= MATERIAL PROVIDED =

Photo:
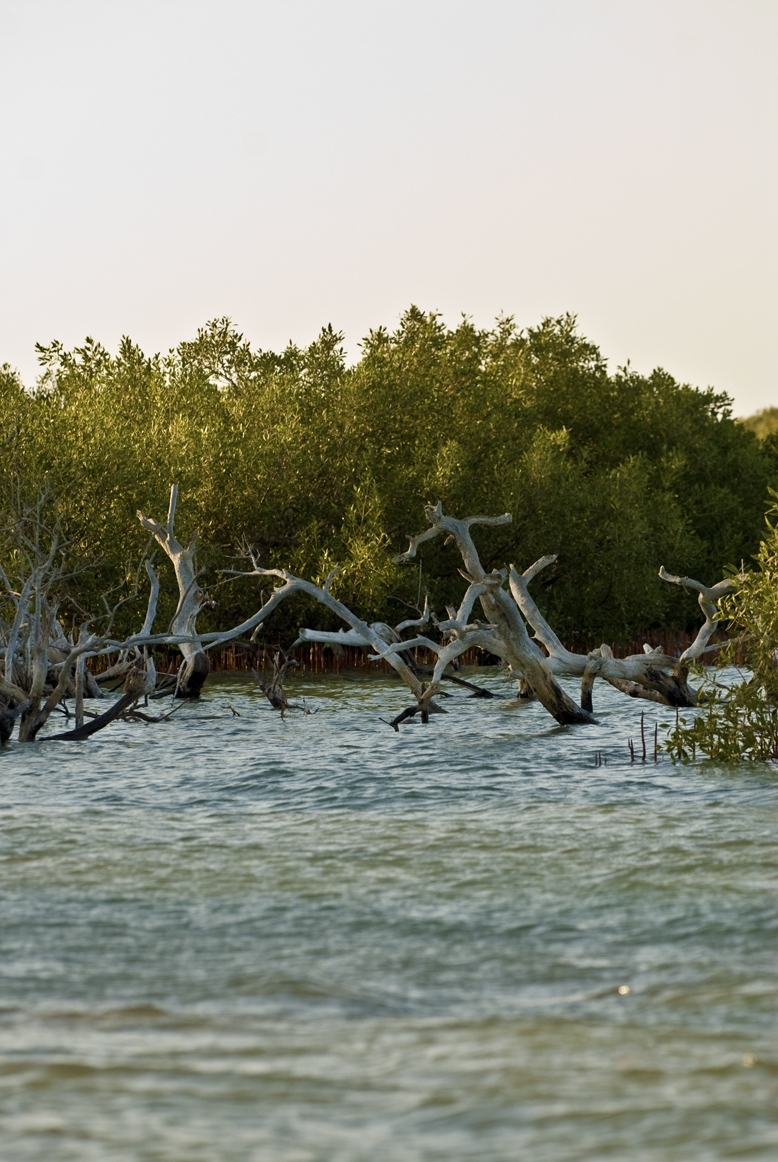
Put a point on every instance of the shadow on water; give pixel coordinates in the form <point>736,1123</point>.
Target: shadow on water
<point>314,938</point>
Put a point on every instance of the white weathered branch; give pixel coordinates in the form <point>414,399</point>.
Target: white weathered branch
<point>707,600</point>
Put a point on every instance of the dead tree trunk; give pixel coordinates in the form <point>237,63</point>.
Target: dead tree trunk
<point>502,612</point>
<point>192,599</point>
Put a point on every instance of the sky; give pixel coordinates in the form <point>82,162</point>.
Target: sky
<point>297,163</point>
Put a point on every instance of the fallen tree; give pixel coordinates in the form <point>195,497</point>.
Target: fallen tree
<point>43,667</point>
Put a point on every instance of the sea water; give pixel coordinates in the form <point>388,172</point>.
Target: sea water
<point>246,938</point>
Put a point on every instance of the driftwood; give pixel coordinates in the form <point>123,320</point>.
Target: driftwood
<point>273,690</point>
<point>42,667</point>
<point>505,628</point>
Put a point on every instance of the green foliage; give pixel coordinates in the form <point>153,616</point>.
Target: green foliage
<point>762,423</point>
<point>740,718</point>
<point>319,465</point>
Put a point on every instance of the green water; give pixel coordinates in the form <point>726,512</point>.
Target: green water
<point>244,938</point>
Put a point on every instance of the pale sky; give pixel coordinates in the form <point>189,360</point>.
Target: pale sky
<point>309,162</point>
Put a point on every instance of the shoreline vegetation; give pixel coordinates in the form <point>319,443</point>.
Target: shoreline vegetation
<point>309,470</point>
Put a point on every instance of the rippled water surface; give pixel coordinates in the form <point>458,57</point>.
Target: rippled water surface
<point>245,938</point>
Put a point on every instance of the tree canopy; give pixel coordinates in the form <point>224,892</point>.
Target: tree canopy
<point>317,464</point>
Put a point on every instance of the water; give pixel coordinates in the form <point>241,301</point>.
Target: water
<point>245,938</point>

= PROBLEM DETAILS =
From the line containing "Target: pale sky" through the last line of the records above, reproduce every line exactly.

= RESULT =
Target: pale sky
<point>309,162</point>
Put a point on every instance of the shoreline vegetation; give pixel coordinates in the form <point>319,443</point>.
Target: shoreline vegetation
<point>309,470</point>
Put a point on every instance of the rippled water surface; give pixel coordinates in the form <point>458,57</point>.
Target: rippled water surface
<point>245,938</point>
Put a point on every instance of the tree canopy; give pixel coordinates in the form <point>224,892</point>.
Target: tree canopy
<point>317,464</point>
Put a point on every instance of the water; give pixel coordinates in the form <point>241,301</point>.
Target: water
<point>245,938</point>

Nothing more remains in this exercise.